PROBLEM STATEMENT:
Copy word for word the passage of the Wits and Biovac vaccine article below, starting at "AGTRU has specialised" and ending at "director of AGTRU.".

PAGE EXCERPT:
Wits partners with Biovac to develop skills that will help in producing vaccines

Wits University has partnered with Cape Town-based bio-pharmaceutical company Biovac to develop skills to produce viral vectored vaccines in South Africa. Picture: AFP

Wits University has partnered with Cape Town-based bio-pharmaceutical company Biovac to develop skills to produce viral vectored vaccines in South Africa. Picture: AFP

Published Mar 10, 2021

Share

Johannesburg - Wits University has partnered with Cape Town-based bio-pharmaceutical company Biovac to develop skills to produce viral vectored vaccines in South Africa.

Wits University’s Antiviral Gene Therapy Research Unit (AGTRU), via Wits Enterprise, has joined with Cape Town-based bio-pharmaceutical company Biovac in partnership to develop the skills capacity to produce viral vectored vaccines.

AGTRU has specialised expertise in advancing gene therapy for viral infections. Viruses can be genetically engineered for gene therapy to treat genetic diseases, viral infections, develop vaccines and boost immunity.

“Our team’s ability to engineer, propagate, purify and assay the engineered viruses is a highly specialised technology. To the best of our knowledge, the Wits-South African Medical Research Council (SAMRC) facility is the only one with expertise in this technology in the country, and perhaps the continent,” said Professor Patrick Arbuthnot, director of AGTRU.

The university said that viral vector-based vaccines are different from most conventional vaccines in that they use the body’s cells to produce antigens.

Arbuthnot said the genetic material of the virus, DNA in the case of adenoviruses, is modified by removing some of the viral genes.

“These are replaced with the DNA coding of an immunity-causing protein, such as the spike protein of the SAR-CoV-2 that causes Covid-19. The virus itself is harmless and by stimulating cells to produce antigens can safely promote an immune response,” he said.

(Segmentation mask data)
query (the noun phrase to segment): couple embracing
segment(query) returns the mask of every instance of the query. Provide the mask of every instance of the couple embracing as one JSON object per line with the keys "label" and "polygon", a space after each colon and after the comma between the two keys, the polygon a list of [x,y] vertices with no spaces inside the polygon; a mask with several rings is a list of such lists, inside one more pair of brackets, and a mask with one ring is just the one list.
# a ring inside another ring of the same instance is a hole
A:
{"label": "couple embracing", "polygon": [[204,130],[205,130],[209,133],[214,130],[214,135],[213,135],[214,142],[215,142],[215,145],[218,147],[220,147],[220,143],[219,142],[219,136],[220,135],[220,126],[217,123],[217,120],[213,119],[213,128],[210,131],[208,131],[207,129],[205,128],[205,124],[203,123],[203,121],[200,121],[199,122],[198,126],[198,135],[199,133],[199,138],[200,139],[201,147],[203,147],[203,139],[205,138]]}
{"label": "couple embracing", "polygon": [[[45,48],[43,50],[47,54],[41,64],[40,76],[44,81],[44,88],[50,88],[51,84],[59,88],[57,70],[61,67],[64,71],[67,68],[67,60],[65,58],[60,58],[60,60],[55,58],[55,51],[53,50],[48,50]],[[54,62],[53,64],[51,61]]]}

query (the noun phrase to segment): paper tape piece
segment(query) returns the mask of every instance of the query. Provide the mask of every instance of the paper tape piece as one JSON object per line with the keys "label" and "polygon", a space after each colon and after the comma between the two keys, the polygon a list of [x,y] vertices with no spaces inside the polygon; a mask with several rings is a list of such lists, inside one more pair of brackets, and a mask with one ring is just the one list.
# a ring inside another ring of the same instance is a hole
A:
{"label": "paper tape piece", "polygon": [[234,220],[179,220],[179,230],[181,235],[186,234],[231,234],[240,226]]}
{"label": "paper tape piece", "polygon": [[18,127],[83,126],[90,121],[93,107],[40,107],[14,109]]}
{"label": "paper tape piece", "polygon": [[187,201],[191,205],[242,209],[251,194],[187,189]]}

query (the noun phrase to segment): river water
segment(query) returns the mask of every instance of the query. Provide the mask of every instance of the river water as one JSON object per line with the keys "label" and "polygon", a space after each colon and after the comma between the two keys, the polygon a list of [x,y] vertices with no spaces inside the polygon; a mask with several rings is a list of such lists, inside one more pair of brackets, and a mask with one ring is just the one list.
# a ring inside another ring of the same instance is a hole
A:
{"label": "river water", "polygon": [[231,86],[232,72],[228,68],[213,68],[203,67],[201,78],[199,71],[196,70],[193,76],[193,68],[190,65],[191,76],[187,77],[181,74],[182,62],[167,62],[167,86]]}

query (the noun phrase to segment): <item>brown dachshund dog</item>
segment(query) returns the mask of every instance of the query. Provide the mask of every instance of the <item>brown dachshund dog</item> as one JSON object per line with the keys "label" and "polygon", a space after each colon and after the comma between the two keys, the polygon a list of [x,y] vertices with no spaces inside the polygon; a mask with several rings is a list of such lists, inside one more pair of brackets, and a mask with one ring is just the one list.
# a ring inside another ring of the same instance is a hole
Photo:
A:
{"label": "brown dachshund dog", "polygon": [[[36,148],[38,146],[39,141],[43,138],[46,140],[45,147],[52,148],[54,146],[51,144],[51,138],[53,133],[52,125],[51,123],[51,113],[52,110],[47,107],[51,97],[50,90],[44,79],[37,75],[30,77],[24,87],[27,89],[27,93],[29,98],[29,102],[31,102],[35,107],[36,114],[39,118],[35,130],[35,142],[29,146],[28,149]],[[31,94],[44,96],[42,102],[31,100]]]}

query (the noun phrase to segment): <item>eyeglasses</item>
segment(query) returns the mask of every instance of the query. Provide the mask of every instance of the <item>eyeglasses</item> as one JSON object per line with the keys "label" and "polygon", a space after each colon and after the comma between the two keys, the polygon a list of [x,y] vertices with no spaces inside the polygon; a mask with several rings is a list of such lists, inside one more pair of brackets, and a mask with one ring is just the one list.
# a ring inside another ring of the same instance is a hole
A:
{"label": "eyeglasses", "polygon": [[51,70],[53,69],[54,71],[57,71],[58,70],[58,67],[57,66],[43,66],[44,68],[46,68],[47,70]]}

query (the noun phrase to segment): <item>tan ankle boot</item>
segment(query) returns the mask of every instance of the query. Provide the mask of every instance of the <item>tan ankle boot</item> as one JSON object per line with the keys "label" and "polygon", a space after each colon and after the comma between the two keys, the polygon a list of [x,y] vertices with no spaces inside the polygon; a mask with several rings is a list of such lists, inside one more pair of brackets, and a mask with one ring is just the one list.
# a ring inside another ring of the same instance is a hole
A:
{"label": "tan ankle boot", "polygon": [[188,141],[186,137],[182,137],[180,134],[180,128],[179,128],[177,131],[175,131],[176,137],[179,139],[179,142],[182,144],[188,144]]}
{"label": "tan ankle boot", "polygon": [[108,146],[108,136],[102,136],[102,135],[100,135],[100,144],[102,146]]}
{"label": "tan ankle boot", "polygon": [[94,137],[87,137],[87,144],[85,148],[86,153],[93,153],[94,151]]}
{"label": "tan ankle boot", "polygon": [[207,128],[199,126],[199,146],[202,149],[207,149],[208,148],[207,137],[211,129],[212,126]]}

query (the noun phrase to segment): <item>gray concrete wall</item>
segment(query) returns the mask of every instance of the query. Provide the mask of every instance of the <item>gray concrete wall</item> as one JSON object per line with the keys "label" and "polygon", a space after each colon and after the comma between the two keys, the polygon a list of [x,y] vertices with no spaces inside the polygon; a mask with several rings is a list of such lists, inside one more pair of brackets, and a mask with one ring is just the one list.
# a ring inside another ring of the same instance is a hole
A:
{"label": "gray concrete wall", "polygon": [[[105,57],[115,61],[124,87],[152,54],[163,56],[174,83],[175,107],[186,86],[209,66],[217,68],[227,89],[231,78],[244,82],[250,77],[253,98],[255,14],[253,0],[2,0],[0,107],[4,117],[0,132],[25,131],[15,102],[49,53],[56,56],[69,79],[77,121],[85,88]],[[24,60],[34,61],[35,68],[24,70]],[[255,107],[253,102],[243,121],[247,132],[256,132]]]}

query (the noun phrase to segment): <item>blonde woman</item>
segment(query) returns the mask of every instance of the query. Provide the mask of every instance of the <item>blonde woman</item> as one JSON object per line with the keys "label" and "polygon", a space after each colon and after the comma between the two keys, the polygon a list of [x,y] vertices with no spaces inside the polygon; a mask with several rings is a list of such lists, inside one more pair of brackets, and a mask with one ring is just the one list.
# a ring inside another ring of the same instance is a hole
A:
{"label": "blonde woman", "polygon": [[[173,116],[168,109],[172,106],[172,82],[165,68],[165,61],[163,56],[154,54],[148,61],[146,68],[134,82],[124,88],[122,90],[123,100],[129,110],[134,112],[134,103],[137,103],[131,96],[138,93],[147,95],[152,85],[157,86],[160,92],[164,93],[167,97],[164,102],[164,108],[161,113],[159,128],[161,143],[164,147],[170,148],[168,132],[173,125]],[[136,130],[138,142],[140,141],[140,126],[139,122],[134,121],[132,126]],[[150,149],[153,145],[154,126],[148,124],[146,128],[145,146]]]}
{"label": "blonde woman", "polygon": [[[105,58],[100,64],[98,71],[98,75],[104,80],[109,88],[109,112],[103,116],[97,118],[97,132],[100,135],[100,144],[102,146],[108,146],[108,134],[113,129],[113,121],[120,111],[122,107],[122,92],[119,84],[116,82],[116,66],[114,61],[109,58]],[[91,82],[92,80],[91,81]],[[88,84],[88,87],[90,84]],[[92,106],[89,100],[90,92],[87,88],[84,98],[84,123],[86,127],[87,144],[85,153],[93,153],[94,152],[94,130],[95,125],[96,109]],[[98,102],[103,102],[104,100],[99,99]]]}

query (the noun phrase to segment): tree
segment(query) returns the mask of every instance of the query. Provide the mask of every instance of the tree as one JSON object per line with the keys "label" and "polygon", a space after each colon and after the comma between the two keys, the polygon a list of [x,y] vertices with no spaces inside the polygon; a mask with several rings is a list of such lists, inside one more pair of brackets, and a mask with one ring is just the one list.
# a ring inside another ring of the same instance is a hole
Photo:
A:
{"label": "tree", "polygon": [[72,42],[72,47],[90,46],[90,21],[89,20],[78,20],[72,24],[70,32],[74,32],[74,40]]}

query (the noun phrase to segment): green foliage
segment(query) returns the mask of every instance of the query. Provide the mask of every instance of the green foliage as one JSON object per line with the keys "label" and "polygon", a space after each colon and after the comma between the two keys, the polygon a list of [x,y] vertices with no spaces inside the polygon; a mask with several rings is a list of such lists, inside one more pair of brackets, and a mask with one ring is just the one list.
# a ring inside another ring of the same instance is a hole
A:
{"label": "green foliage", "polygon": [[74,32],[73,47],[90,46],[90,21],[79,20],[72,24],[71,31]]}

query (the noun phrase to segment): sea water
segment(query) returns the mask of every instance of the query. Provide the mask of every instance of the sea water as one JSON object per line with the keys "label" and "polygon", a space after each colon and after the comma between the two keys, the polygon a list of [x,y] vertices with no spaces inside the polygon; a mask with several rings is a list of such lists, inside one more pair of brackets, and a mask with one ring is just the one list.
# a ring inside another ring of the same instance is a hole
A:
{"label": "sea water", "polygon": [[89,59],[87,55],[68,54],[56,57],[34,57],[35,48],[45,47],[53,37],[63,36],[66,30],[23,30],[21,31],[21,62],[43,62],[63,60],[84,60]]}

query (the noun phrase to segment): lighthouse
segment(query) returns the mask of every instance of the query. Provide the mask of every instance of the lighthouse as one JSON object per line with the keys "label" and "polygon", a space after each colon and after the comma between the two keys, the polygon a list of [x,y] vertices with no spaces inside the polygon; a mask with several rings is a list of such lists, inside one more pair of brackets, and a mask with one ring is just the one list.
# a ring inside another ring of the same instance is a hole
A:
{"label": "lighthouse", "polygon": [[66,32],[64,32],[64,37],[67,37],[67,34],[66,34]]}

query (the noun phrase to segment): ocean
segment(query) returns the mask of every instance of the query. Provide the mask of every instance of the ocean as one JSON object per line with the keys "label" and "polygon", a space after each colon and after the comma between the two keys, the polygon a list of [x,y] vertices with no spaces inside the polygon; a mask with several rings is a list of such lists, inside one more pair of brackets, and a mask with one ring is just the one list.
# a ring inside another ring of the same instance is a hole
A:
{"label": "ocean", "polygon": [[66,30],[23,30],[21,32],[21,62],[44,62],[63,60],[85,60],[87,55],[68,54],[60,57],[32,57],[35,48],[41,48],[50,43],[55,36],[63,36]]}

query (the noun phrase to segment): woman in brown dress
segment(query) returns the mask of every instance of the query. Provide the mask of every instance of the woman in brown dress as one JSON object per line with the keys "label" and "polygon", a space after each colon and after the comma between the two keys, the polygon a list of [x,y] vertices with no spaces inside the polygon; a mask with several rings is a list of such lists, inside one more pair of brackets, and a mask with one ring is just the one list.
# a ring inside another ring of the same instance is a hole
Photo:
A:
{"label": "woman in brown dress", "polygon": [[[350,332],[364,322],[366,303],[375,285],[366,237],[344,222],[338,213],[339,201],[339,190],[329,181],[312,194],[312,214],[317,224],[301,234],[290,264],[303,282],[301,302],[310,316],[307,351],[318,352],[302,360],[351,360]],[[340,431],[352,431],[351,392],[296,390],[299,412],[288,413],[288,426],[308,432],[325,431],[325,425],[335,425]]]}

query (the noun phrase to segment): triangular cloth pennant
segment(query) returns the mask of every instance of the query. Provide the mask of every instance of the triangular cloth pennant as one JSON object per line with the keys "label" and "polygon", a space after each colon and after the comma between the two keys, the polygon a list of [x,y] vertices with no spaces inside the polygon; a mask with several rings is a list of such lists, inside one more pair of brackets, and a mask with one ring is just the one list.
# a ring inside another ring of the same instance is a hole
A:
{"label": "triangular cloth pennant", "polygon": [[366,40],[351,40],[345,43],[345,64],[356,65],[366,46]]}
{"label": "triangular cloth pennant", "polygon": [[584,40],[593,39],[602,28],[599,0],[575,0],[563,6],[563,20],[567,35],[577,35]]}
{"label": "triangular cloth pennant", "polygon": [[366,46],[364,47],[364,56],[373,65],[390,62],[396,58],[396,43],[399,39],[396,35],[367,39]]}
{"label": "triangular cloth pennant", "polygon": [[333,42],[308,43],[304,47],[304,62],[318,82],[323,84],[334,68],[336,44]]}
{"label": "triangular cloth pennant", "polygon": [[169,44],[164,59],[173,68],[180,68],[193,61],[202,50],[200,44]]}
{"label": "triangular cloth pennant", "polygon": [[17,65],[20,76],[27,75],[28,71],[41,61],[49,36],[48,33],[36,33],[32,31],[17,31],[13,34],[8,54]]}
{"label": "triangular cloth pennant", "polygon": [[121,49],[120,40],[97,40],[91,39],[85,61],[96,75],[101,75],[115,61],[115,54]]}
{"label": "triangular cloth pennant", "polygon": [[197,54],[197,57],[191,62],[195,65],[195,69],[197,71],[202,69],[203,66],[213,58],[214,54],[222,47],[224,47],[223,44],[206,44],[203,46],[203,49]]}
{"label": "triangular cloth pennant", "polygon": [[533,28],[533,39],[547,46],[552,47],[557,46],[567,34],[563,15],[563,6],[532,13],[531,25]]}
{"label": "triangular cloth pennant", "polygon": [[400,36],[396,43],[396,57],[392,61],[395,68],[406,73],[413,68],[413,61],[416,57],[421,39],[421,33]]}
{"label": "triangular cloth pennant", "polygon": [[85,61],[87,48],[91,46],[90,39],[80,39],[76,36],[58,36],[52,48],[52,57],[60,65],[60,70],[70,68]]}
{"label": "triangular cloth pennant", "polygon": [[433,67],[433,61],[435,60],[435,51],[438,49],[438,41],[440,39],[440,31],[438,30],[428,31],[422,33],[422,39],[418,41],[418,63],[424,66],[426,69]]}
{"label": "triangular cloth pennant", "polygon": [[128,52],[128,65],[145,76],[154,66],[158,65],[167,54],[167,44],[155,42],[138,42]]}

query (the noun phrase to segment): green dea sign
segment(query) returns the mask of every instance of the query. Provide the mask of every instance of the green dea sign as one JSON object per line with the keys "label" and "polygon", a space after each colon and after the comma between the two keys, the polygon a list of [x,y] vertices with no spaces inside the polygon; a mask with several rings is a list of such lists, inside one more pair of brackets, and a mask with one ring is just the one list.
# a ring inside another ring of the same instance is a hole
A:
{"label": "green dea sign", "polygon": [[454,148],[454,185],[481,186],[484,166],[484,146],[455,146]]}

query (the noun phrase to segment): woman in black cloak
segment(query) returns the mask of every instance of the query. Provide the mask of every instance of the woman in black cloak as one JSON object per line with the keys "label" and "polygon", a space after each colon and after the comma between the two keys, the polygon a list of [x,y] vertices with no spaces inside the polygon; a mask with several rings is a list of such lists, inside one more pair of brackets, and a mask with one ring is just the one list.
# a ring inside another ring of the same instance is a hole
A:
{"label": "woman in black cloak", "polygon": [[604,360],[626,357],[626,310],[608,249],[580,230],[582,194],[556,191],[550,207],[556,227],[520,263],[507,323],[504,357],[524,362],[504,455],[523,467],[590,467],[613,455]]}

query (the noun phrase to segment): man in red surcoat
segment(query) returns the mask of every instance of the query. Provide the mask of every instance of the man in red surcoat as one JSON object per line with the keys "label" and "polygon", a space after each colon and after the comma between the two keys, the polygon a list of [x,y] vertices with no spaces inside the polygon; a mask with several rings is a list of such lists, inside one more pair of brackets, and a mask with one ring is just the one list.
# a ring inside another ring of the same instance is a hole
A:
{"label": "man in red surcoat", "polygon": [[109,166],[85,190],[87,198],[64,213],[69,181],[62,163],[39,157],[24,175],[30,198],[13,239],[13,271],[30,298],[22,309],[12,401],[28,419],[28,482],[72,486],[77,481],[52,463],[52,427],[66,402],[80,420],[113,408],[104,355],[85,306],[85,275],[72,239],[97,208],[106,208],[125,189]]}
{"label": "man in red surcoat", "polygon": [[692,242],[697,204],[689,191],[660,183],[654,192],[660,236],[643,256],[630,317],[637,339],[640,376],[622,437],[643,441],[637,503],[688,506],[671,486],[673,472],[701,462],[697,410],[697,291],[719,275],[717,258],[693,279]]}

OUTPUT OF THE EXERCISE:
AGTRU has specialised expertise in advancing gene therapy for viral infections. Viruses can be genetically engineered for gene therapy to treat genetic diseases, viral infections, develop vaccines and boost immunity.

“Our team’s ability to engineer, propagate, purify and assay the engineered viruses is a highly specialised technology. To the best of our knowledge, the Wits-South African Medical Research Council (SAMRC) facility is the only one with expertise in this technology in the country, and perhaps the continent,” said Professor Patrick Arbuthnot, director of AGTRU.